[Raw records]
* START *

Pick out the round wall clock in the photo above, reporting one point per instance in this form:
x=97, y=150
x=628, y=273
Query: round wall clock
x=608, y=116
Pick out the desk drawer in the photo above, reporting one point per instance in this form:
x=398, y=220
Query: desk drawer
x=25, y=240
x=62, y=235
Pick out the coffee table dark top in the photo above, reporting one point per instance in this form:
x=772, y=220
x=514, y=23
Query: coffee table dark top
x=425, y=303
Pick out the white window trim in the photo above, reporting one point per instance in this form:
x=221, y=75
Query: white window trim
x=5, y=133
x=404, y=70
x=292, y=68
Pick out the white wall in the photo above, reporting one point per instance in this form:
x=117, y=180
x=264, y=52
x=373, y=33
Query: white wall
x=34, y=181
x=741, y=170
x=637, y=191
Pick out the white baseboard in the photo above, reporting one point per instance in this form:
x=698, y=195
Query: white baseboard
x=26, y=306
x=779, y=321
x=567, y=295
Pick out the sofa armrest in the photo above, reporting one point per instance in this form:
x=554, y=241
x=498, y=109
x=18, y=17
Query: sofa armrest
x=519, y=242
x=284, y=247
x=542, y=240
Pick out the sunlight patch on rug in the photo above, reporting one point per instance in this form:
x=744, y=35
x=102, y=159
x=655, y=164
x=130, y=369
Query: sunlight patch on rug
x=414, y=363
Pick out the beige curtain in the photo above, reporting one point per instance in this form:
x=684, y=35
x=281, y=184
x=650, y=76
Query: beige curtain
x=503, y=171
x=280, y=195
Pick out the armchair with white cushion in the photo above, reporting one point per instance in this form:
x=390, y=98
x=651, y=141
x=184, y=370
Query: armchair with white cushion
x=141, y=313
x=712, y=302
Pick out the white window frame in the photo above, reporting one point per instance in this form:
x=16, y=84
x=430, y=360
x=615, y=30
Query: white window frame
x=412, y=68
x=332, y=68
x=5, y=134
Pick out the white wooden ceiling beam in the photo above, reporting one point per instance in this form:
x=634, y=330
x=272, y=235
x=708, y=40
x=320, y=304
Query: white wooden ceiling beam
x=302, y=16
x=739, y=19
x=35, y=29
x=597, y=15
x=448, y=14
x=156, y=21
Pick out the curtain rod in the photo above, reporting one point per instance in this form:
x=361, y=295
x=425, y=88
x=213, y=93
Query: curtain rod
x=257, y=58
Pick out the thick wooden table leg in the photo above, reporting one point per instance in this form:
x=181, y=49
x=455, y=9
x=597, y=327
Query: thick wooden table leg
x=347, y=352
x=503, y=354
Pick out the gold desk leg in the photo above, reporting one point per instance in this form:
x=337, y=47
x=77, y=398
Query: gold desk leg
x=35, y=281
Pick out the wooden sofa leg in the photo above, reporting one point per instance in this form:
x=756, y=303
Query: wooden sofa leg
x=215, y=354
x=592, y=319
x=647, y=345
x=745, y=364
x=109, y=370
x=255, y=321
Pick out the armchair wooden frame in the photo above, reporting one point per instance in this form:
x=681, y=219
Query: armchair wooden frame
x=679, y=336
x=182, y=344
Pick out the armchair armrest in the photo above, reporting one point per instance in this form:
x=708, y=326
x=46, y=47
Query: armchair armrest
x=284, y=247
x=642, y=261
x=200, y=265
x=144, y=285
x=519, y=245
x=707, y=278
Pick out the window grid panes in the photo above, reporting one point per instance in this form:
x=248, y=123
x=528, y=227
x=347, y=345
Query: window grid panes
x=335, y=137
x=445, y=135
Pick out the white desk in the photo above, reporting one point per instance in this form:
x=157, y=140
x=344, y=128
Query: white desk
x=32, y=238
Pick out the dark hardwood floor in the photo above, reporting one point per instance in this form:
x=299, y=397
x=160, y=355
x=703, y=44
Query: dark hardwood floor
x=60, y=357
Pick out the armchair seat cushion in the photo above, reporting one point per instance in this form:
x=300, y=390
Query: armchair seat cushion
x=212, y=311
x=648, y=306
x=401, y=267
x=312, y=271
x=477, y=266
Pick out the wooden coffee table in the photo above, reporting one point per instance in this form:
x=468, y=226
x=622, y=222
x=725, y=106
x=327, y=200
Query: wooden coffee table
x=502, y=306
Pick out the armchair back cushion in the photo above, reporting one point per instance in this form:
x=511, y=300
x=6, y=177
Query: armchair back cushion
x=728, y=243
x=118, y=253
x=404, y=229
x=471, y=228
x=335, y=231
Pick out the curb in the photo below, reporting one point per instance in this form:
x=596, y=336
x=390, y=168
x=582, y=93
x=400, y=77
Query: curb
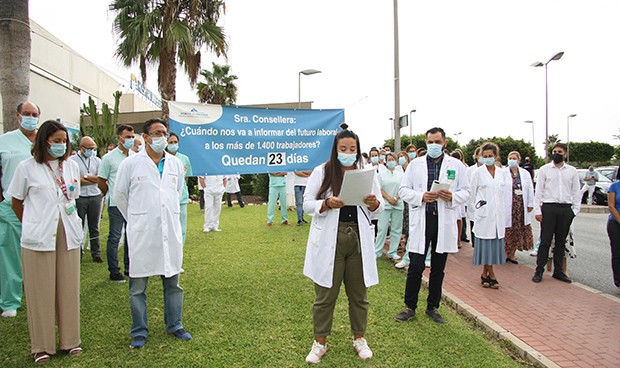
x=522, y=349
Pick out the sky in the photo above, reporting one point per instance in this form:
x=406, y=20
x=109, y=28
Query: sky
x=464, y=65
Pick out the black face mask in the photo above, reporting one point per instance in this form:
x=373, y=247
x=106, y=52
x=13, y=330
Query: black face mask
x=557, y=158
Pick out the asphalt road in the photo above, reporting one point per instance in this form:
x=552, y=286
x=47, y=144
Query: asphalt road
x=592, y=267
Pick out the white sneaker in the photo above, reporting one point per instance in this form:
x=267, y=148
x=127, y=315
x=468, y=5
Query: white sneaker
x=361, y=346
x=9, y=313
x=316, y=353
x=402, y=264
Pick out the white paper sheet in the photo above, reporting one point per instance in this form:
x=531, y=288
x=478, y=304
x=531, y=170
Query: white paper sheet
x=356, y=185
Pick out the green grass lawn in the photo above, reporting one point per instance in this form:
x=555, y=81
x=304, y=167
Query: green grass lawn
x=247, y=304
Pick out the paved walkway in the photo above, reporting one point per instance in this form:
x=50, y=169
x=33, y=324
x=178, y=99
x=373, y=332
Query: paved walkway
x=552, y=323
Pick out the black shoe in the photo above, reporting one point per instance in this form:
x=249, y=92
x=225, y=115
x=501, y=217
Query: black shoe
x=117, y=277
x=435, y=316
x=405, y=315
x=562, y=277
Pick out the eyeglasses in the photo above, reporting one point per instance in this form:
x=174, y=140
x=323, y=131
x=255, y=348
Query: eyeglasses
x=159, y=134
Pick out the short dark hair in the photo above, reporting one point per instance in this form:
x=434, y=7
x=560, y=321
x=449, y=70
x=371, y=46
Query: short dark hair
x=148, y=123
x=19, y=107
x=436, y=130
x=122, y=128
x=39, y=147
x=563, y=146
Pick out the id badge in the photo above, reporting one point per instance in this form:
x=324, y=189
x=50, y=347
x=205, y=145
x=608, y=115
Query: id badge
x=70, y=207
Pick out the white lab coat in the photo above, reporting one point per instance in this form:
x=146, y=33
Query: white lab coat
x=44, y=201
x=527, y=187
x=412, y=189
x=489, y=197
x=321, y=247
x=150, y=205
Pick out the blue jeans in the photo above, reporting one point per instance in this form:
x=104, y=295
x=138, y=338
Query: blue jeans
x=117, y=222
x=173, y=304
x=299, y=201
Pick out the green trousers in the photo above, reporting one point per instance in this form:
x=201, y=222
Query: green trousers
x=10, y=258
x=276, y=193
x=348, y=268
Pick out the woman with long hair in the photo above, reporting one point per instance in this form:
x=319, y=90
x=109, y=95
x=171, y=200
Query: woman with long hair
x=340, y=245
x=44, y=190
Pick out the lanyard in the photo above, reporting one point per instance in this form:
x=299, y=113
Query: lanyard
x=60, y=181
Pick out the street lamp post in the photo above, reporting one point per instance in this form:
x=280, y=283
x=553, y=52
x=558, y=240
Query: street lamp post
x=533, y=144
x=557, y=56
x=568, y=136
x=304, y=72
x=411, y=126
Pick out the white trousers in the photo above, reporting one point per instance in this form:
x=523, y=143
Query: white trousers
x=213, y=207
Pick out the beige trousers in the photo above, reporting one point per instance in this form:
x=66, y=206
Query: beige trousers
x=52, y=289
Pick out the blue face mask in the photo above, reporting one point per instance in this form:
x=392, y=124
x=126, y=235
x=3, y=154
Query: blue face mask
x=159, y=144
x=89, y=153
x=347, y=159
x=434, y=150
x=29, y=123
x=173, y=148
x=489, y=161
x=57, y=150
x=128, y=143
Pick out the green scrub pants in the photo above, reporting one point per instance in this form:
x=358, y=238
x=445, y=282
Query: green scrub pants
x=10, y=258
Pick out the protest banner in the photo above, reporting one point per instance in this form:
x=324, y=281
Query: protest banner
x=223, y=140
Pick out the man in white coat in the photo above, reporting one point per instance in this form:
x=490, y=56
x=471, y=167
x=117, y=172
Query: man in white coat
x=432, y=219
x=148, y=189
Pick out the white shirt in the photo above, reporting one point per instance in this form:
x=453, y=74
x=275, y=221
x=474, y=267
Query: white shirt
x=44, y=202
x=557, y=185
x=150, y=203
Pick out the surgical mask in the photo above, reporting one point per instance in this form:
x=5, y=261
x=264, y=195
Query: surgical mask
x=347, y=159
x=434, y=150
x=489, y=161
x=29, y=123
x=128, y=143
x=174, y=147
x=57, y=150
x=89, y=153
x=159, y=144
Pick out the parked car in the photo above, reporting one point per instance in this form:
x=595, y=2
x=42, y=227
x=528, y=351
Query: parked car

* END *

→ What is required
Please rewrite the part of the material that opens with the line containing "Pick out the white shirt" and runs through the end of the material, replacing "surgical mask" with "face mask" and leaving everything else unchanged. Return only that part.

→ Result
Pick out the white shirt in the photo above, reporting one point per instance in this form:
x=453, y=74
x=275, y=221
x=474, y=267
Query: white shirt
x=44, y=202
x=557, y=185
x=150, y=203
Pick out the face mask in the photo above, reporting one point per instance in this form:
x=5, y=261
x=264, y=195
Query: face mask
x=347, y=159
x=434, y=150
x=489, y=161
x=29, y=123
x=128, y=143
x=174, y=147
x=57, y=150
x=89, y=153
x=159, y=144
Pick out the parked car in the photo above, reporting one point per instance in this form:
x=595, y=2
x=42, y=227
x=528, y=351
Query: parked car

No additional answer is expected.